§ **Written instruction 1**
In the passage on state succession, how was the Black Sea fleet divided between Russia and Ukraine?
§ **Written instruction 2**
The passage on state succession names the Commonwealth of Independent States members other than Russia that held nuclear weapons on their territory. Name all of them.
§ **Written instruction 3**
Restate the passage on state succession from "It is generally" down to "a ‘newly independent state’.", putting "International Court of Justice" in place of "Permanent Court of International Justice".

Considering that nothing in paragraph 4 below in any way prejudices the position of any Member State on any aspect of the question of the rights and obligations of successor States and Governments in respect of property acquired before the accession to sovereignty of countries formerly under colonial rule.…


This is a reservation of competence; it does not give the new sovereign carte blanche.



(A)  State Property44


It is generally accepted that succession to the public property of the predecessor state located on the territory in question is a principle of customary international law and the jurisprudence of the Permanent Court of International Justice supports this posi-tion.45 Another approach would be to say that the ‘principle’ is really a presumption that acquisition of state property is inherent in the grant of territorial sovereignty and is a normal consequence of the acquisition of sovereignty in situations apart from a grant or cession. The position is in general confirmed by the Vienna Convention on Succession of States in respect of State Property, Archives and Debts of 1983,46 although the Convention propounds a rather different legal regime for the case where the successor is a ‘newly independent state’.


In practice, the partition of state property among successor states may raise difficulties, which are usually resolved by negotiations and bilateral agreements based on the principle of ‘equity’. Differences of opinion regarding the form of change in sovereignty for the purposes of regulating succession to property (particularly the distinction between dissolution and secession) may lead to conflict,47 and in some cases, the very definition of ‘state property’ may be disputed: the competing claims of the SFRY’s successors relating to ‘social property’ is a case in point.48


(p. 431) In the aftermath of the USSR’s break-up, special solutions were required to address the partition of nuclear forces and other military property, deviating significantly from both the principles of territoriality and equitable apportionment. Despite initial protest, it was eventually agreed that Russia would maintain control of all nuclear weapons, while other members of the Commonwealth of Independent States in whose territories nuclear weapons had been located (Belarus, Kazakhstan, and Ukraine) would commit to total nuclear disarmament. Agreement was reached through negotiations and guarantees of compensation.49 The Black Sea fleet, located in the Crimean peninsula (which had been transferred to Ukraine in 1954) was partitioned between Russia (81.7%) and Ukraine (18.3%), with Russia maintaining the right to use the Ukrainian port of Sevastopol for 20 years.50



(B)  Public Law Claims and Public debts51


It follows from what has already been said that the successor state has a right to take up fiscal claims belonging to the former state which relate to the territory in question, including the right to collect taxes due. Much more a matter of controversy is the fate of the public debts of the replaced state. It may be that there is no rule of succession established,52 but some writers have concluded that in cases of annexation or dismemberment (as opposed to cession, i.e. where the ceding state remains in existence), the successor is obliged to assume the public debts of the extinct state.53 Zemanek confines succession to the situation where before independence an autonomous political dependency has, through the agency of the metropolitan power, contracted a ‘localized debt’ which is automatically attributed to the new state aft er separation.54 In practice, however, municipal courts will enforce obligations of the predecessor state against the successor only when the latter has recognized them,55 although recognition could take(p. 432) the form of unqualified continuation of the legal system under which the debts arise. The 1983 Vienna Convention provides for the passing of the state debt to the successor state (as a general principle) with a reduction according to an equitable proportion in the cases of transfer of part of a state, secession, or dissolution of a state (Articles 36 to 37, 39 to 41). However, when the successor state is a ‘newly independent State’, no state debt shall pass, except by agreement (and then only if certain other conditions are satisfied) (Article 38). According to Article 2(1)(e) a ‘newly independent State’ means a successor state the territory of which had been ‘a dependent territory for the international relations of which the predecessor State was responsible’. This distinction between ‘newly independent states’ and other successor states is problematic, especially when it has such categorical effects.

§ **Dataset excerpts**
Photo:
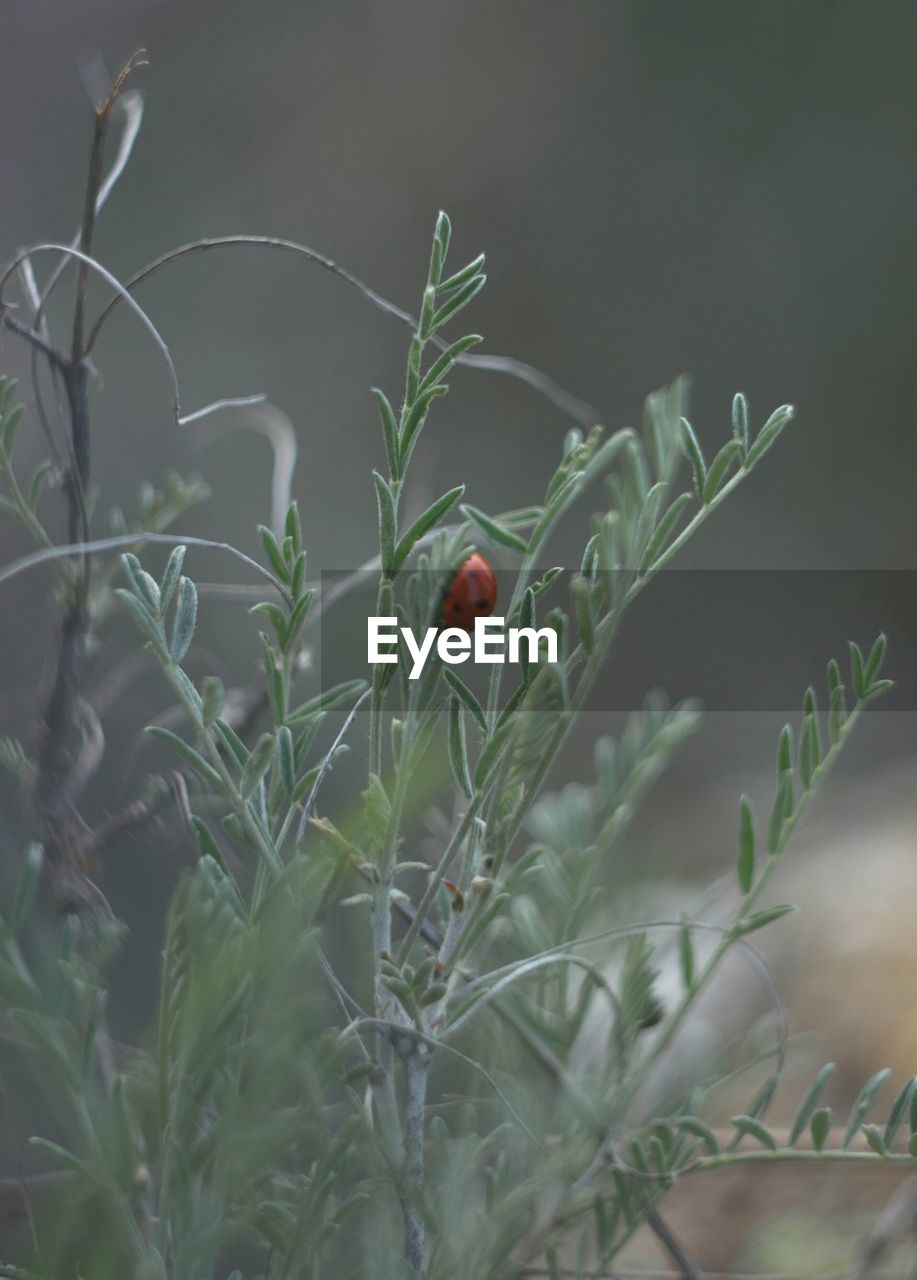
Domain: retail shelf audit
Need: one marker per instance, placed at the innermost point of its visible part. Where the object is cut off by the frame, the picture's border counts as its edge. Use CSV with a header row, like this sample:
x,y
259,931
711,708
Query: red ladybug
x,y
471,595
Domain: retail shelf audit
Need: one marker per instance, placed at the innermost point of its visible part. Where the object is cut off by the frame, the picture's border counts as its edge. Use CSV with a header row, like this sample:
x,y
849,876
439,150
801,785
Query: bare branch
x,y
576,408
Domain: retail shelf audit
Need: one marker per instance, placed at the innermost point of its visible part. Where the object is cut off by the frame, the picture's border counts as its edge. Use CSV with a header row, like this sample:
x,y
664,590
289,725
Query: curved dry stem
x,y
92,264
133,117
278,430
576,408
106,544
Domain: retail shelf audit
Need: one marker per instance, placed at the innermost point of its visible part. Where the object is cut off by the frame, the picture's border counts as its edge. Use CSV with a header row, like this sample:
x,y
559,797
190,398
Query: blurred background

§ **Exercise solution 1**
Russia received 81.7% and Ukraine 18.3%.

§ **Exercise solution 2**
Belarus, Kazakhstan, Ukraine

§ **Exercise solution 3**
It is generally accepted that succession to the public property of the predecessor state located on the territory in question is a principle of customary international law and the jurisprudence of the International Court of Justice supports this posi-tion.45 Another approach would be to say that the ‘principle’ is really a presumption that acquisition of state property is inherent in the grant of territorial sovereignty and is a normal consequence of the acquisition of sovereignty in situations apart from a grant or cession. The position is in general confirmed by the Vienna Convention on Succession of States in respect of State Property, Archives and Debts of 1983,46 although the Convention propounds a rather different legal regime for the case where the successor is a ‘newly independent state’.